The request: Please arrange all of the lines below as a numbered list, leaving out any blank lines. Keep the pictures out of your answer.

Entries for labeling object positions:
◇ ◇ ◇
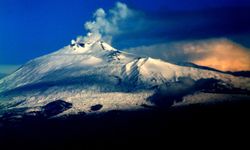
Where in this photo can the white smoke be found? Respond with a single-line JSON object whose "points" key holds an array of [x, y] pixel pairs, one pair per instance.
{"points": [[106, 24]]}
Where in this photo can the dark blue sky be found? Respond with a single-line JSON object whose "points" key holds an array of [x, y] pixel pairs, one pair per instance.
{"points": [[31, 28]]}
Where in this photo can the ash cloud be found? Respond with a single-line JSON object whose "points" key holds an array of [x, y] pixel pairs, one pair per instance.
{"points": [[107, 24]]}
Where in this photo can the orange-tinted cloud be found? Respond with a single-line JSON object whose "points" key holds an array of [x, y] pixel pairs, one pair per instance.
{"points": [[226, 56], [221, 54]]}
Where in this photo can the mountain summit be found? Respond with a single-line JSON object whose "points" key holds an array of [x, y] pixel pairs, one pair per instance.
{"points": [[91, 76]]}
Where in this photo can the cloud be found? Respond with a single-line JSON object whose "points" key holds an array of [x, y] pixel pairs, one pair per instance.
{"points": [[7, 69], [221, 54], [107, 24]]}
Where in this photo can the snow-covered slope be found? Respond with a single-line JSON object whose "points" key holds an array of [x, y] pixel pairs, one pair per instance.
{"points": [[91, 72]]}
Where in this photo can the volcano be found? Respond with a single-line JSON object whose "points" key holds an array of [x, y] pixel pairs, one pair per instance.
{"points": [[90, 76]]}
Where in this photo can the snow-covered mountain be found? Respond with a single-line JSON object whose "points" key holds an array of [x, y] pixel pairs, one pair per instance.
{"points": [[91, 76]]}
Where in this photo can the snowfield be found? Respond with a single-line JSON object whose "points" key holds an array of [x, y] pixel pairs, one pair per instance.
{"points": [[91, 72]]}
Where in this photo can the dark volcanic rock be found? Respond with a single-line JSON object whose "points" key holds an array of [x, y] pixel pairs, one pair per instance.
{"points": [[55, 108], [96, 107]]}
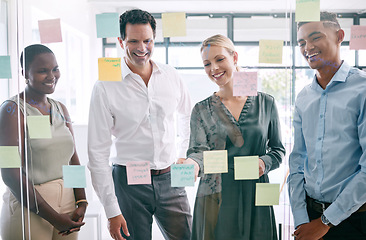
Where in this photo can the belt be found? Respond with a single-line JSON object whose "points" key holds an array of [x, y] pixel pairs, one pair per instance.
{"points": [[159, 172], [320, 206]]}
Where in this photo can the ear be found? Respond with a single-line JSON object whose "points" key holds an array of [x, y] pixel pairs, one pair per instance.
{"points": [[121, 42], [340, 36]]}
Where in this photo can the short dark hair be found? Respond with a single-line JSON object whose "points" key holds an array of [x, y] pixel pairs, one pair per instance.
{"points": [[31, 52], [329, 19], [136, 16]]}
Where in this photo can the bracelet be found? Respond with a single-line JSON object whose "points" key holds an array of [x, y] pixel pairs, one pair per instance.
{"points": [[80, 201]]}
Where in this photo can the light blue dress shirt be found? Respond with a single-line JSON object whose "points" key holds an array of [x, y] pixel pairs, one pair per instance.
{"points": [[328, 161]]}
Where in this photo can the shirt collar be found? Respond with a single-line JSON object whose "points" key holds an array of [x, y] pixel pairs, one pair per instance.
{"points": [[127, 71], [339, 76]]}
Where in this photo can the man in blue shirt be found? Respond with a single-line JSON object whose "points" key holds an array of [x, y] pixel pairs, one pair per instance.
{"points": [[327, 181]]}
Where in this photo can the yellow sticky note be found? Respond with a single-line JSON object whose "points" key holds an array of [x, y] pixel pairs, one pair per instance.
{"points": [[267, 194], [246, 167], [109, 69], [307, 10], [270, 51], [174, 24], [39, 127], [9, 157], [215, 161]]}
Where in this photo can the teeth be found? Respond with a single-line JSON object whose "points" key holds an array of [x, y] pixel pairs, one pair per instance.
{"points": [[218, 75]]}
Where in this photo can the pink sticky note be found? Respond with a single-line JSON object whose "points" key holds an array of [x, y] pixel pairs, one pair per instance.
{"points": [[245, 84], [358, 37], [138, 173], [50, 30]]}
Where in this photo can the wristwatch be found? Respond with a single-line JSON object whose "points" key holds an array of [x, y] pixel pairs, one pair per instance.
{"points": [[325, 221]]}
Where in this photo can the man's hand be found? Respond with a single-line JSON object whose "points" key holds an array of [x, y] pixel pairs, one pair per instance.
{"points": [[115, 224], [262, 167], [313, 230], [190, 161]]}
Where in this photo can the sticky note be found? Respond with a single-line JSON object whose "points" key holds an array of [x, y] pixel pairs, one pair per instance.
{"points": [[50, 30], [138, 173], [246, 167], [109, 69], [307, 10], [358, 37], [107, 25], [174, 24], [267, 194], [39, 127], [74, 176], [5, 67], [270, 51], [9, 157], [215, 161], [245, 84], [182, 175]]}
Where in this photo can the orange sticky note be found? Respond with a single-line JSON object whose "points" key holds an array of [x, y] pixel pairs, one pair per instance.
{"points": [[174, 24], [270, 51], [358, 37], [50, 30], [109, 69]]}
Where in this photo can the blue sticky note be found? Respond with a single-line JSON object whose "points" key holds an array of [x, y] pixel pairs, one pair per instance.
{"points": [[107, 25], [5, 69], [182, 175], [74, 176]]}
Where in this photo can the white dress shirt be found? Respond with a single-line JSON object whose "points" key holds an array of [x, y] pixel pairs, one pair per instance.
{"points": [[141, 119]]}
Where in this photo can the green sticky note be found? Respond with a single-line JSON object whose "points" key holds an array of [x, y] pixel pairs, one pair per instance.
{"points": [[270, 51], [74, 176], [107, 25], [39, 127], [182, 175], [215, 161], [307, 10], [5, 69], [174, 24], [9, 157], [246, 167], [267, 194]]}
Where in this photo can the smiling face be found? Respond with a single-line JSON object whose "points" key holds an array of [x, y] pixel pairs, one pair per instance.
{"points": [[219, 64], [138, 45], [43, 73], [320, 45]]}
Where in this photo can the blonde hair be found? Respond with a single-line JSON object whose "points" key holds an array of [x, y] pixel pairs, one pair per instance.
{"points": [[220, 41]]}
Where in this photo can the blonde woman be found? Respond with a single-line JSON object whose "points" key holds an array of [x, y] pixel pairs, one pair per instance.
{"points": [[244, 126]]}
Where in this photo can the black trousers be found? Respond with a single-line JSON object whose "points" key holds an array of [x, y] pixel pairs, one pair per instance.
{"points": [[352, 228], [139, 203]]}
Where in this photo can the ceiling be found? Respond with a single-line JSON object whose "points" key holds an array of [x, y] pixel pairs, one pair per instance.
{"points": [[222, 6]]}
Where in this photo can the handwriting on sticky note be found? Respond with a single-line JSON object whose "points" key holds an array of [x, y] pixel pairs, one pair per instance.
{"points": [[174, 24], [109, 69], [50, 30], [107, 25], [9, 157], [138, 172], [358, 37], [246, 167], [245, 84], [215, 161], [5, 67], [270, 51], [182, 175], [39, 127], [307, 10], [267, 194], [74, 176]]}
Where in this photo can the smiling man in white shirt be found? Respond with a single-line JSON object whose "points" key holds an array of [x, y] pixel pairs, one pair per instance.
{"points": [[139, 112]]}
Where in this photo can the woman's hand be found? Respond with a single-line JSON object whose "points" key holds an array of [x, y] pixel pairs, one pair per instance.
◇ ◇ ◇
Full solution:
1. Where in this photo can the white smoke be found? Respond with a single-line JSON object whose "points" key holds an array of [x, y] pixel pairs, one pair per instance.
2. {"points": [[106, 24]]}
3. Where in this photo can the dark blue sky be found? Respond with a single-line JSON object whose "points" key holds an array of [x, y] pixel pairs, one pair per instance.
4. {"points": [[31, 28]]}
5. Where in this photo can the ash cloud be found? Respond with a single-line JSON object whose "points" key holds an array of [x, y] pixel pairs, one pair per instance.
6. {"points": [[107, 24]]}
7. Where in this photo can the orange-tinted cloud be found? Respond with a single-line JSON object whose "points" key holds an array of [x, y] pixel pairs, one pair per instance.
8. {"points": [[226, 56], [221, 54]]}
9. Where in this photo can the mountain summit be found? Respond with a single-line JSON object whose "points" key holds an array of [x, y] pixel pairs, one pair per instance.
10. {"points": [[91, 76]]}
11. Where in this photo can the cloud be found? Respond with a single-line JSON object whose "points" key holds an array of [x, y] pixel pairs, one pair per instance.
12. {"points": [[7, 69], [221, 54], [107, 24]]}
13. Where in this photo can the snow-covered slope be found? Respond with a single-line JSON object whose "points" key holds an array of [x, y] pixel pairs, one pair per instance.
14. {"points": [[91, 72]]}
15. Where in this photo can the volcano be found? Respond with a single-line JSON object whose "points" key holds an array of [x, y] pixel pairs, one pair per instance.
16. {"points": [[90, 76]]}
17. Where in this photo can the snow-covered mountain be found? Respond with a single-line JSON object whose "points" key holds an array of [x, y] pixel pairs, one pair per instance.
18. {"points": [[91, 76]]}
19. Where in this photo can the snowfield be found? Respond with a single-line JSON object whose "points" key holds an array of [x, y] pixel pairs, one pair per instance.
20. {"points": [[91, 72]]}
21. Where in this photo can the dark volcanic rock be found? Respond with a single-line JSON object whose "points" key holds an array of [x, y] pixel pairs, one pair per instance.
22. {"points": [[55, 108], [96, 107]]}
23. Where in this photo can the belt be found? Respond with a single-line JSON object whose "points" key holds an array of [x, y] pixel pairs, one pair per instance.
24. {"points": [[159, 172], [320, 206]]}
25. Where in this photo can the ear be found? Respond with a single-line JSON object whose "points" key holds an array of [x, y] pixel pairs, one pair per instance.
26. {"points": [[121, 42], [340, 36]]}
27. Where in this photo can the short dark hair be found? Respond with a single-line JSON object whose "points" key holds an array of [x, y] pixel pairs, one pair per instance.
28. {"points": [[31, 52], [329, 19], [136, 16]]}
29. Where in this photo can the bracelet be found? Respond with a single-line JSON object whose "points" key holds an array of [x, y] pixel pairs, one pair per instance.
30. {"points": [[80, 201]]}
31. Where in this photo can the light blue dress shirt be found? Respond with a single-line JSON object whose "points" key holds an array of [x, y] pixel pairs, one pair per instance.
32. {"points": [[328, 161]]}
33. Where in this photo can the shirt collar be found? Respond with a single-line JSON object whose "points" key holds an array of [x, y] pixel pairs, one pair per instance.
34. {"points": [[127, 71], [339, 76]]}
35. Where in this photo can the man in blue shirt be found? Respond with a single-line JSON object whose "points" key holds an array of [x, y] pixel pairs, one pair per instance.
36. {"points": [[327, 181]]}
37. Where in this photo can the yellow sticky note be found? Respond with a single-line JSON object whose "points" key holds an array of [x, y] pixel pairs, one pair per instance.
38. {"points": [[267, 194], [246, 167], [109, 69], [307, 10], [270, 51], [174, 24], [39, 127], [9, 157], [215, 161]]}
39. Where in this photo can the teeth be found? Respond with a single-line JSON object whose "points" key holds an array of [x, y] pixel pairs, one pair per instance.
40. {"points": [[218, 75]]}
41. Where in this photo can the pink sticky note be found? Respond with a single-line JSON object whose "points" key holds an array of [x, y] pixel pairs, one pair per instance.
42. {"points": [[245, 84], [358, 37], [138, 173], [50, 30]]}
43. Where in this photo can the wristwatch be found? Respond with a single-line JSON object whose "points" key holds an array of [x, y] pixel pairs, one pair per instance.
44. {"points": [[325, 221]]}
45. Where in this photo can the man's hand be found? Respond with a single-line JSON object whose "points" key holds an array of [x, y] pixel pairs, one pair per instance.
46. {"points": [[115, 224], [262, 167], [313, 230], [190, 161]]}
47. Where in this photo can the sticky note be found? Respond with a single-line JSON object whose "points" key holds an array of [x, y] pixel pairs, one pair per instance.
48. {"points": [[50, 30], [138, 173], [246, 167], [109, 69], [307, 10], [358, 37], [107, 25], [174, 24], [267, 194], [39, 127], [74, 176], [5, 67], [270, 51], [9, 157], [215, 161], [245, 84], [182, 175]]}
49. Where in this photo can the orange sticky note be found? Respond with a single-line JSON object whose "points" key holds an array of [x, y] pixel pairs, one pair per instance.
50. {"points": [[174, 24], [270, 51], [358, 37], [50, 30], [109, 69]]}
51. Where in this photo can the blue sticky note be found? Respond with a single-line JSON object whose "points" key holds an array of [x, y] pixel pairs, one pair per instance.
52. {"points": [[107, 25], [5, 69], [182, 175], [74, 176]]}
53. Where in this photo can the white dress shirt be found? Respond with a single-line JSON object whose "points" key holds an array of [x, y] pixel pairs, one pair per instance.
54. {"points": [[141, 119]]}
55. Where in this photo can the green sticky note be found? Respond with a single-line JSON object whose "points" key holds an array of [x, y] pixel pairs, one pair per instance.
56. {"points": [[270, 51], [74, 176], [107, 25], [39, 127], [182, 175], [215, 161], [307, 10], [5, 69], [174, 24], [9, 157], [246, 167], [267, 194]]}
57. Where in this photo can the smiling face be found? Respond with a single-line JSON object whose "points" key holds an array of [x, y] pixel pairs, one pair per instance.
58. {"points": [[219, 64], [138, 45], [43, 73], [320, 45]]}
59. Where in this photo can the blonde hair be found? Respond with a single-line JSON object whose "points" key holds an array of [x, y] pixel pairs, one pair per instance.
60. {"points": [[220, 41]]}
61. Where in this photo can the blonde woman be found? Respond with a single-line JSON object whose "points" key holds an array of [x, y] pixel pairs, one pair per instance.
62. {"points": [[244, 126]]}
63. Where in this photo can the black trousers be found? Respond with a single-line JSON object whose "points" key holds an array of [x, y] pixel pairs, one pair per instance.
64. {"points": [[352, 228], [139, 203]]}
65. Where in this photo can the ceiling be found? Respond with a single-line JSON object whose "points" key holds an array of [x, y] pixel pairs, one pair per instance.
66. {"points": [[222, 6]]}
67. Where in this photo can the handwriting on sticky note be found? Respond with a single-line JSON object whose "points" key holds an array of [x, y] pixel pairs, one pair per instance.
68. {"points": [[174, 24], [109, 69], [50, 30], [107, 25], [9, 157], [138, 172], [358, 37], [246, 167], [245, 84], [215, 161], [5, 67], [270, 51], [182, 175], [39, 127], [307, 10], [267, 194], [74, 176]]}
69. Where in this photo can the smiling man in white shirt be found? Respond with a single-line JSON object whose "points" key holds an array of [x, y] pixel pairs, one pair per instance.
70. {"points": [[139, 112]]}
71. Where in this photo can the woman's hand be found? Respond with a single-line JSON object whose "points" key holds an array of [x, y] pixel pairs, one pair per instance.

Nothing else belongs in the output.